■ **TASK INSTRUCTIONS**:
A. Extract the passage of the article on the "State of the Art" exhibition from "WHITTIER — Adonna" up to and including "of the exhibition.", copying it word for word.
B. Write the next part of the article about the "State of the Art" exhibition, starting after its final sentence.

■ **SOURCE EXTRACT**:
[Start of Attachment]
WHITTIER — Adonna Khare lives in southern California, and earlier this year the artist — known for large-scale, fantastical pencil drawings — had her first solo museum show open in Boise, Idaho.
It wasn’t Boise but 1,300 miles east in soggy, fast-thawing Minneapolis where Khare found herself in mid-February, a guest for the opening of “State of the Art: Discovering American Art Now” at the Minneapolis Institute of Arts. She is one of about 100 artists, most of them not well known outside of their local art scenes, now standing under a brighter spotlight because of the exhibition.
Without “State of the Art,” Khare said, there would be no solo show in Boise. Being selected for inclusion by curators Don Bacigalupi and Chad Alligood of Crystal Bridges Museum of American Art, where the show opened in 2014, added “legitimacy” to her career, she said.
“This is a dream come true, to be a part of this show,” Khare said.
Maybe it just seems obvious in a place like Minneapolis, with its network of non-profit galleries and its endless art crawls, but there are thousands of American artists making vital work that goes largely unrecognized. “State of the Art” is an audacious attempt to survey that vast landscape.
The Bentonville, Ark., museum spent $4 million on the show, ultimately acquiring most of the work on display. Bacigalupi and Alligood logged 100,000 miles crisscrossing the country over the course of a year, visiting and interviewing 900 artists in their studios. They purposely looked beyond the major-league art scenes in New York, Los Angeles and Chicago.
The original exhibition closed at Crystal Bridges in Jan. 2015, and then the works were divided up into two separate traveling shows. Minneapolis gets the slightly larger of the two.
In the exhibition catalog, Bacigalupi writes that they evaluated artists based on their engagement with their communities and the ideas in their work, their mastery over their medium and the “appeal” of the works — a definition that, for him, pits generous and open works against “the hermetic, ‘impossible to understand’ stereotype of contemporary art.” For good or ill, the co-curators don’t seem to want viewers wrestling with nettlesome (but often illuminating) questions like: “Why is this art?”
[End of Attachment]
■ **DATA LISTING**:
[Start of Attachment]
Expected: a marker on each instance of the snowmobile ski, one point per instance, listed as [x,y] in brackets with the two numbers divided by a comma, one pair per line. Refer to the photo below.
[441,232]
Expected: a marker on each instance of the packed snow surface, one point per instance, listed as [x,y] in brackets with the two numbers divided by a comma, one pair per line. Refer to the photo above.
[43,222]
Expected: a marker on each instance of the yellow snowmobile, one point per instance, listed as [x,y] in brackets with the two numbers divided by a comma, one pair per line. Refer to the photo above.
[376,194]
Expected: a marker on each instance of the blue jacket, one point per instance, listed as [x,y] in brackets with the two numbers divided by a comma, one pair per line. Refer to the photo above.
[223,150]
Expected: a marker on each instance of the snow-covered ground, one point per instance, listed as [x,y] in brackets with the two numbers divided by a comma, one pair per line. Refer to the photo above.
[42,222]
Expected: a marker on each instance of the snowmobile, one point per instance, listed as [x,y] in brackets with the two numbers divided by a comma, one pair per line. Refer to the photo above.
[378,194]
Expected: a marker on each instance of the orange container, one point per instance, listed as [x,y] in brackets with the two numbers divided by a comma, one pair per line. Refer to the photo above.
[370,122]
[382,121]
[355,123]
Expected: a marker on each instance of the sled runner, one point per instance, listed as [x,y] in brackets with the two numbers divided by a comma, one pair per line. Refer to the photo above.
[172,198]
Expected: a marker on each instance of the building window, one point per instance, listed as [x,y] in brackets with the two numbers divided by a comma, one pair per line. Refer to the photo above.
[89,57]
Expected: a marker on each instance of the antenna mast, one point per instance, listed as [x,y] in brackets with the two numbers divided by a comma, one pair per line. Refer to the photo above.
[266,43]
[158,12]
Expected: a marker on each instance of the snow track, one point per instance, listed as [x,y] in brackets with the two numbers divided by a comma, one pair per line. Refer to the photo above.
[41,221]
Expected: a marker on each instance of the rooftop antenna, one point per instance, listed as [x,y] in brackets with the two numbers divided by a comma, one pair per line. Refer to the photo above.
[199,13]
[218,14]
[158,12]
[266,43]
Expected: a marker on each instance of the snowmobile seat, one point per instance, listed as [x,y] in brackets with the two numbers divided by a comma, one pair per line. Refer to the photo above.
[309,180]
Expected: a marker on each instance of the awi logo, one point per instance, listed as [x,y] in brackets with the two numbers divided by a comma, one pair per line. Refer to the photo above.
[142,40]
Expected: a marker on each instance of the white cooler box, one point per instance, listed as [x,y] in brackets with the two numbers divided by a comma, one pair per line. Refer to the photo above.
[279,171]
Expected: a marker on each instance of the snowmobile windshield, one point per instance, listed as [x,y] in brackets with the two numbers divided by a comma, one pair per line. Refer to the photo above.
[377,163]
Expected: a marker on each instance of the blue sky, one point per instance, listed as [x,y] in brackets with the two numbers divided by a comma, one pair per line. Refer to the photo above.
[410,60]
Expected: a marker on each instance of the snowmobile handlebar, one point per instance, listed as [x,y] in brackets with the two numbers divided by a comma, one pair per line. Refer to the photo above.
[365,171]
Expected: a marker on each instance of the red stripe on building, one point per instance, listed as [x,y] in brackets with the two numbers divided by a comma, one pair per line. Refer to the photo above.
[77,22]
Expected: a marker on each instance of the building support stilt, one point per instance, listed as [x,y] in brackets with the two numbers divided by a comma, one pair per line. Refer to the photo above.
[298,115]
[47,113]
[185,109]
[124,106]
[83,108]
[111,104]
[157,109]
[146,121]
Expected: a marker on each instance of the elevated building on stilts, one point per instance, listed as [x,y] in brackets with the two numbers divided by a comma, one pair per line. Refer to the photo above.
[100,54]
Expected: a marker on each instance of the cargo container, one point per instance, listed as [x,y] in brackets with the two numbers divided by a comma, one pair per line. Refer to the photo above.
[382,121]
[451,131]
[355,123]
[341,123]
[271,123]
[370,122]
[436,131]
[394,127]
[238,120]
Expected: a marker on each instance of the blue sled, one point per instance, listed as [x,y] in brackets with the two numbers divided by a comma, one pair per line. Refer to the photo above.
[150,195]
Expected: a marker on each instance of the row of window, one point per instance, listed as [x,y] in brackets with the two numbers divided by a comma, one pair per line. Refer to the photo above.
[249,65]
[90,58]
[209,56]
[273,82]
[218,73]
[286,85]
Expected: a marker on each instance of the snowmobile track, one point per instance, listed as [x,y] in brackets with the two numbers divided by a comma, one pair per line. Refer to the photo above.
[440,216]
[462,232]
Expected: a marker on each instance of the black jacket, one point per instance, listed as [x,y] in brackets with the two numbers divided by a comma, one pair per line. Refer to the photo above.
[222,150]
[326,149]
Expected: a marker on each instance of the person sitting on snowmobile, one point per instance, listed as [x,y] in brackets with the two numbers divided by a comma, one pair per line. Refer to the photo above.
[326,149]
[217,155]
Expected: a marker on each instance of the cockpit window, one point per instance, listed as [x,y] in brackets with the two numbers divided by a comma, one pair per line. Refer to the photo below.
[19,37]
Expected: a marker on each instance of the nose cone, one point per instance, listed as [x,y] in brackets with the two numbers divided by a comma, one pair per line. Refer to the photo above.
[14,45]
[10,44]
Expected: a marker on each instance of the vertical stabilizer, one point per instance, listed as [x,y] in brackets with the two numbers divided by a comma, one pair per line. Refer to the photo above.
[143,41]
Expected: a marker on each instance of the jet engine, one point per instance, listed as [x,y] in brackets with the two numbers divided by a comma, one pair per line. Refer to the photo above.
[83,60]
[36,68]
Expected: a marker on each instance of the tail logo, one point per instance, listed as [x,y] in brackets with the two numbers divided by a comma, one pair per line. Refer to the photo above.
[End of Attachment]
■ **ANSWERS BY ITEM NUMBER**:
A.
WHITTIER — Adonna Khare lives in southern California, and earlier this year the artist — known for large-scale, fantastical pencil drawings — had her first solo museum show open in Boise, Idaho.
It wasn’t Boise but 1,300 miles east in soggy, fast-thawing Minneapolis where Khare found herself in mid-February, a guest for the opening of “State of the Art: Discovering American Art Now” at the Minneapolis Institute of Arts. She is one of about 100 artists, most of them not well known outside of their local art scenes, now standing under a brighter spotlight because of the exhibition.

B.
It can be difficult to get a grasp on “State of the Art,” since there’s no real through-line other than the art’s now-ness, having all been created since Crystal Bridges’ opening in 2011. And so you stumble upon a succession of delightful surprises.
There are wide-ranging examples of virtuosity, from Jamie Adams’ sexually charged Old Master-style oil painting “niagaradown” to Joel Allen’s expertly crafted mixed-media sculptures, which are woven from twine, plastic tubing and prescription medication bottles and other found objects but look as if they were the result of some natural process. Omaha artist Watie White mischievously inserts visual gags into his tour-de-force woodcut of a train yard under swirling skies. Mary Ann Currier’s small, understated abstract paintings, which resemble sheets of colored paper spilled onto the floor, project an aura of calm into the gallery.
“State of the Art” is rich with compelling video work, including Lenka Clayton’s “The Distance I Can Be From My Son,” in which she films her young child running further and further into the distance until the she finally jumps out from behind the camera to chase him down. Viewers squirm and then laugh. Then there’s “Kora,” a dreamlike 14-minute video by Jawshing Arthur Liou shot on pilgramige to Mount Kailash, a sacred Tibetan peak, which is utterly entrancing.
Several of the most powerful pieces in the show engage with African-American identity and communities. Three large photographs document a performance by the young artist Wilmer Wilson IV, who covered himself in, and then removed, a suit of inflated paper bags — a reference to the bags’ use as a measure of skin tone. And one of the most remarkable objects in the entire show is a mixed-media assemblage by Vanessa German, who constructs what she refers to as “contemporary power figures”; a sculpture of two black children is meant to exert a protective force over her troubled Pittsburgh neighborhood.
A mixed-media piece by Delita Martin of Little Rock, Ark, left. Below, one in a series of geometric abstractions by Mary Ann Currier.
State of the Art: Discovering American Art Now
When: Through May 29
Where: Minneapolis Institute of Art, 2400 3rd Ave. S.